Transcribe the forum thread on spur gears below word for word, starting with "It needs some" and stopping after "large scale anyone?".

Text extract:
=======
If that's plastic, and the pinion metal - you'll wear out your spur, aligned or not.
Bottom line EVERYONE will say is the FIRST thing to change is the spur from plastic to metal. The heat from the clutch will destroy a plastic spur quite quickly they say. I bought my truck after '4 or 5 outings' and it had a plastic spur in good condition so jury's out a LITTLE. It's got a metal spur now.

Inertia with these weight differences - plastic and metal pinion weights - won't make much difference for these engines to spool up quickly - plenty of torque.
If you change the spur for metal, change the pinion also I'd guess.
 
+1 on what atom said.

Although i've always ran plastic all over, and they worked great for me with normal wear, i got some steel ones for my MCD.. They don't wear down as fast.

The only disappointment i had with them when i originally bought them, they didn't have many choices, and at $80+ a pair, i'll pass for now..

Chris
 
metal pinion gear

bare with me guys new to this im learning my way in but thx to you guys im getting there :-).. right now it has metal pinion gear but has plastic spur gear ive only owned this truck not even a month and already went thru 4 plastic spur gears at $15 CAN it adds up quickly thats is why im thinking of upgrading to metal spur gear but the FG upgrade metal spur gear it doesn't have rubber damper on the carrier its solid is this gunna cause another drivetrain issue?
 
It needs some of the experienced guys to answer this one. Which I'm not.

Basically, you need to understand why you've been through so many spurs anyway - are you jumping it a lot and landing on full throttle, or with the wheels braked static, giving a big speed differential on landing?
If you're just blasting up and down, wheelying but nothing too wild, like I do, then check the alignment of the gears - maybe the motor's twisted around, and the pinion's grinding the spur down.
Is the mesh too tight?
Is it even too loose? There should be some movement between them, but the meshing should be good - is there a guide on this for large scale anyone?
=======
Data listing
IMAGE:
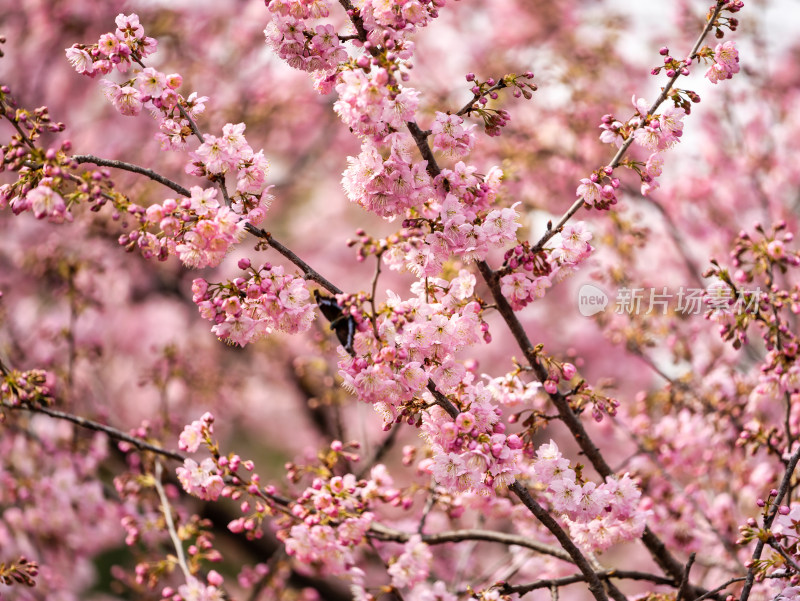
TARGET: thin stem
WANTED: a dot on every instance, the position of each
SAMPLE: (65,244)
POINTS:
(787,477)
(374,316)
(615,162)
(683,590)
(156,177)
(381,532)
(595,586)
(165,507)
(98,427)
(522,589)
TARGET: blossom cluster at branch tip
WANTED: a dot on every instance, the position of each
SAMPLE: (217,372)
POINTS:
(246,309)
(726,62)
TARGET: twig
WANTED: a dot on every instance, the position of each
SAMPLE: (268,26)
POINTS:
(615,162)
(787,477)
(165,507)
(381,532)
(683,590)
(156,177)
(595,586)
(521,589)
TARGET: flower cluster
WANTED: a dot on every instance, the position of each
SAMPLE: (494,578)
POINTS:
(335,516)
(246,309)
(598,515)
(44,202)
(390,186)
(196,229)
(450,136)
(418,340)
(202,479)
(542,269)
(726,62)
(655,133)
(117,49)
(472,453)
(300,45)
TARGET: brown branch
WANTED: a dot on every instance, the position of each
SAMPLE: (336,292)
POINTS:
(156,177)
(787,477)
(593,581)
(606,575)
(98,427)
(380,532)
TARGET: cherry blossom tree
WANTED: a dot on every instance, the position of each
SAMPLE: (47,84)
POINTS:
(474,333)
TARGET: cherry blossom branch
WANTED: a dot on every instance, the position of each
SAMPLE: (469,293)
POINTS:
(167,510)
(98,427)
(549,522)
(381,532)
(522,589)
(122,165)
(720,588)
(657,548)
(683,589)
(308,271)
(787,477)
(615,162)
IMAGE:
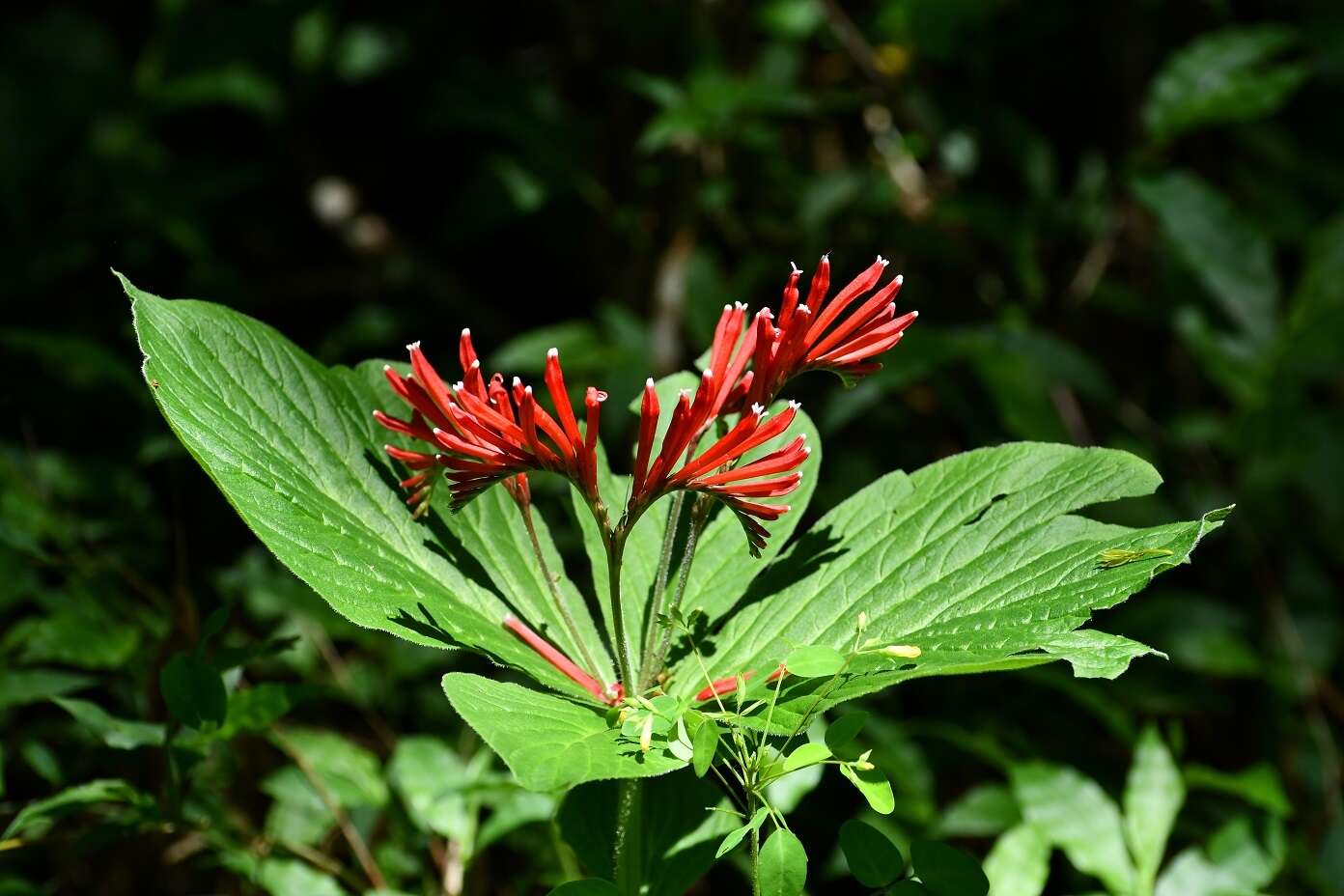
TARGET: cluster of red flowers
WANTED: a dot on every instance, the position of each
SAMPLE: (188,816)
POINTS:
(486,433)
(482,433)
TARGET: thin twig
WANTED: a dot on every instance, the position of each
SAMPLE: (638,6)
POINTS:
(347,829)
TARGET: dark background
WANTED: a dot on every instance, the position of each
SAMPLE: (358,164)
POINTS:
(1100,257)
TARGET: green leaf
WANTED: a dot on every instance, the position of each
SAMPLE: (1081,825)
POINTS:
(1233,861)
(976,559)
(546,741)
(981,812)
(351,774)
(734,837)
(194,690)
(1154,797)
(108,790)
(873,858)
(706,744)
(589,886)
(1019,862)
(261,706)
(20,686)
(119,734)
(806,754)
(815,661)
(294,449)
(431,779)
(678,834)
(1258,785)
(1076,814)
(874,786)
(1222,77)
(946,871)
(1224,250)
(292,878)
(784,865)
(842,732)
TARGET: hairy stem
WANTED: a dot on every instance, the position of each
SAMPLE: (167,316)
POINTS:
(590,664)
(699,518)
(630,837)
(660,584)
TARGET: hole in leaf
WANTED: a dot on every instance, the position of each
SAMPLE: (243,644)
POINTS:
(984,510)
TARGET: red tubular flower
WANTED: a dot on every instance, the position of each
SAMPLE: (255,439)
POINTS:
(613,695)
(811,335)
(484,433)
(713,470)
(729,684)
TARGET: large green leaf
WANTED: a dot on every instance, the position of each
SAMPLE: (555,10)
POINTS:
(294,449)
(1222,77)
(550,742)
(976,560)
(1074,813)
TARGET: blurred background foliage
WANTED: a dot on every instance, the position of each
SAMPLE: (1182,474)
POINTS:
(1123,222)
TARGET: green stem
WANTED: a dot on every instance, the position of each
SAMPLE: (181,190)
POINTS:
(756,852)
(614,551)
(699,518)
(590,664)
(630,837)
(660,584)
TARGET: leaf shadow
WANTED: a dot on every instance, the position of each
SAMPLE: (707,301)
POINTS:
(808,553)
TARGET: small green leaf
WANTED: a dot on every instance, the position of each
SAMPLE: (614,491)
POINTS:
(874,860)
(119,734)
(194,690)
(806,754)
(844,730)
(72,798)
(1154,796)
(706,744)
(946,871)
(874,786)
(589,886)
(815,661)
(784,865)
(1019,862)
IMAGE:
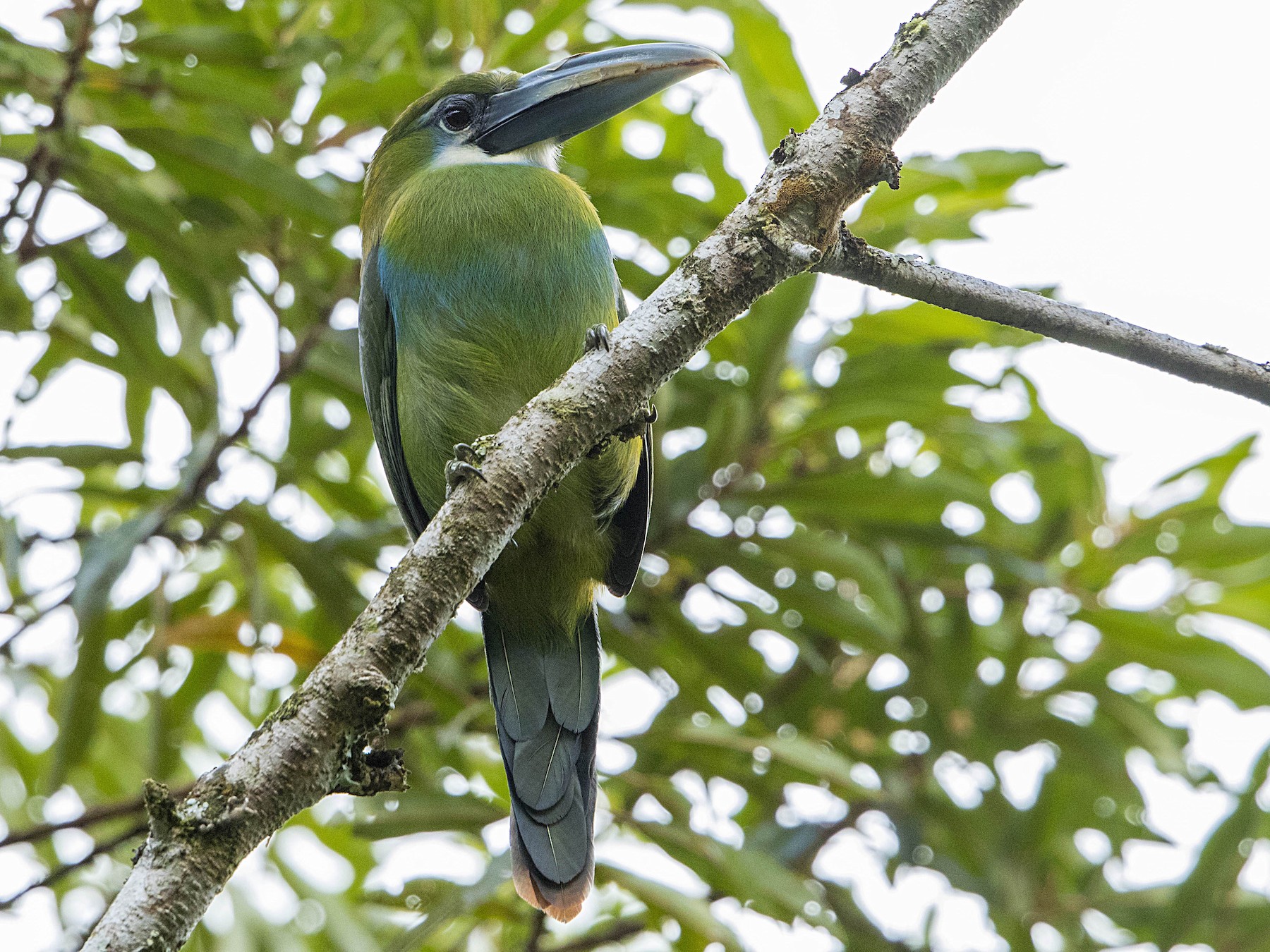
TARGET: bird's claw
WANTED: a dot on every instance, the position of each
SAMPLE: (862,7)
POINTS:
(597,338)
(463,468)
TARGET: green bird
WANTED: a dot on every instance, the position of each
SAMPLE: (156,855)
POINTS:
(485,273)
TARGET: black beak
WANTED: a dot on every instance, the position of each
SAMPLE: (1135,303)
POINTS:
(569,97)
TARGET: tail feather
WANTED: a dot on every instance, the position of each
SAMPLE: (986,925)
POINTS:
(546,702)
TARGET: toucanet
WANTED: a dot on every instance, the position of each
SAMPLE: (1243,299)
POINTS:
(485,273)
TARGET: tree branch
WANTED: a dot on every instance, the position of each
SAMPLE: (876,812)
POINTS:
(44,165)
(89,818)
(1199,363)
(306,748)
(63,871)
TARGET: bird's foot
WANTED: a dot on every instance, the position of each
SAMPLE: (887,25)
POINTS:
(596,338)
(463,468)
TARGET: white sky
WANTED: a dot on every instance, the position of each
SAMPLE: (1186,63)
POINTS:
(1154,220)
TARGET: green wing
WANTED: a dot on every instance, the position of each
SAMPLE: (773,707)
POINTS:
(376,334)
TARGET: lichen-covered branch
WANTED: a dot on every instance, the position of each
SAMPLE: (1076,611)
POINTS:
=======
The reply:
It needs some of the experienced guys to answer this one. Which I'm not.

Basically, you need to understand why you've been through so many spurs anyway - are you jumping it a lot and landing on full throttle, or with the wheels braked static, giving a big speed differential on landing?
If you're just blasting up and down, wheelying but nothing too wild, like I do, then check the alignment of the gears - maybe the motor's twisted around, and the pinion's grinding the spur down.
Is the mesh too tight?
Is it even too loose? There should be some movement between them, but the meshing should be good - is there a guide on this for large scale anyone?